● DIRECTION:
Recast every one of the records below as a numbered list, leaving out any blank lines.

——

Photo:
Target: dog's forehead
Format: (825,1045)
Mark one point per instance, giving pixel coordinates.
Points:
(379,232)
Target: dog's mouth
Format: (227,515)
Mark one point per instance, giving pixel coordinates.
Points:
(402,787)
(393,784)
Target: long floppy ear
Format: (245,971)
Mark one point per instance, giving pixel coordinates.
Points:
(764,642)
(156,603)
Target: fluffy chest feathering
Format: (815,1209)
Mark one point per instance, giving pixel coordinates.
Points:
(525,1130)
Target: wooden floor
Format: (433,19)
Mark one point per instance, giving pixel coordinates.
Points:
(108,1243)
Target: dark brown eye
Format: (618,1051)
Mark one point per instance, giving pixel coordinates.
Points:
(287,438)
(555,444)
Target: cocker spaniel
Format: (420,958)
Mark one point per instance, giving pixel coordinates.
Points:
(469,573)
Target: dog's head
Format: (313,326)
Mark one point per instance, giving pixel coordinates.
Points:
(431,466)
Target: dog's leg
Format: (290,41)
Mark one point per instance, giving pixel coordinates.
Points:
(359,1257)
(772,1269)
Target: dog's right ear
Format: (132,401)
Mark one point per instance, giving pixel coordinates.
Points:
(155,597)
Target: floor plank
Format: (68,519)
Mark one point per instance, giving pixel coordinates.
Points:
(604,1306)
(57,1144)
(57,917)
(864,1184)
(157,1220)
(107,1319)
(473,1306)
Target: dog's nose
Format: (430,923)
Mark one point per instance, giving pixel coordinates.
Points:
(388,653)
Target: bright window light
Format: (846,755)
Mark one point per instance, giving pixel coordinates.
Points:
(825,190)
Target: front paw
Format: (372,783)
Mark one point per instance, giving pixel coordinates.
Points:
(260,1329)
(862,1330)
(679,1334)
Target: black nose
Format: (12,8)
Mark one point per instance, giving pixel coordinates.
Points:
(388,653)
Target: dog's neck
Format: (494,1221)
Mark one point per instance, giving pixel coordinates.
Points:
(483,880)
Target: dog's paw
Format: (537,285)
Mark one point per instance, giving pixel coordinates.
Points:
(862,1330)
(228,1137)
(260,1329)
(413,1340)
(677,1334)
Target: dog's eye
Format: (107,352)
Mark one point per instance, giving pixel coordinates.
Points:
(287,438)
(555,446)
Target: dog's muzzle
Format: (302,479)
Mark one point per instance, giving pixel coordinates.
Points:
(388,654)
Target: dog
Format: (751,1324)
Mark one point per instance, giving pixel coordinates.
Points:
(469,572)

——

● EXERCISE ANSWER:
1. Photo:
2. Target: dog's forehead
3. Format: (825,1045)
4. Mark one point per instance, giving pixel coordinates.
5. Points:
6. (379,232)
7. Target: dog's mouth
8. Format: (227,515)
9. Mark one point per instance, giving pixel coordinates.
10. Points:
11. (402,787)
12. (393,784)
13. Target: long floppy ear
14. Format: (245,971)
15. Mark one point per instance, giving pixel coordinates.
16. Points:
17. (764,642)
18. (156,603)
19. Target: fluffy chest feathering
20. Format: (815,1209)
21. Mark one point per instance, giving pixel coordinates.
22. Points:
23. (525,1130)
24. Target: wooden floor
25. Format: (433,19)
26. Mark one point per instance, giving pixel coordinates.
27. Points:
28. (108,1243)
29. Target: dark brown eye
30. Format: (618,1051)
31. Mark one point per instance, giving pixel coordinates.
32. Points:
33. (287,438)
34. (555,444)
35. Target: cocker spaniel
36. Format: (420,958)
37. Mark one point per instance, giving pixel coordinates.
38. Points:
39. (469,573)
40. Target: dog's head
41. Format: (313,326)
42. Mark one point per instance, giving pixel coordinates.
43. Points:
44. (431,466)
45. Target: dog's leg
46. Format: (290,41)
47. Mark one point per instance, giving pixel coordinates.
48. Points:
49. (359,1257)
50. (772,1269)
51. Target: dog's right ear
52. Format: (132,401)
53. Mark one point per instance, giving pixel coordinates.
54. Points:
55. (155,597)
56. Target: floor plank
57. Format: (68,519)
58. Mark one point per instance, giving pixel coordinates.
59. Points:
60. (604,1306)
61. (57,1144)
62. (57,917)
63. (864,1184)
64. (157,1220)
65. (107,1319)
66. (473,1306)
67. Target: dog's nose
68. Format: (430,923)
69. Mark one point per instance, giving pixel coordinates.
70. Points:
71. (388,653)
72. Target: bright window light
73. Format: (846,755)
74. Mark one point per instance, giving pixel coordinates.
75. Points:
76. (825,190)
77. Target: front paw
78. Format: (372,783)
79. Mark one point per instance, giving pixel coordinates.
80. Points:
81. (260,1329)
82. (862,1330)
83. (679,1334)
84. Target: black nose
85. Format: (12,8)
86. Mark one point per instance, giving pixel coordinates.
87. Points:
88. (388,653)
89. Target: dog's neck
90. Format: (494,1221)
91. Mark one point per instance, giving pixel coordinates.
92. Points:
93. (483,880)
94. Target: dog's paw
95. Format: (537,285)
96. Mark one point per instance, giving pixel coordinates.
97. Points:
98. (862,1330)
99. (228,1137)
100. (260,1329)
101. (413,1340)
102. (677,1334)
103. Target: dog's eye
104. Format: (107,352)
105. Mark one point per instance, giving pixel coordinates.
106. Points:
107. (287,438)
108. (555,446)
109. Target: dog's muzzle
110. Format: (302,479)
111. Mark one point per instance, giving pixel coordinates.
112. Points:
113. (388,654)
114. Target: dog
115. Format: (751,1324)
116. Mark one point per instance, giving pixel coordinates.
117. Points:
118. (469,572)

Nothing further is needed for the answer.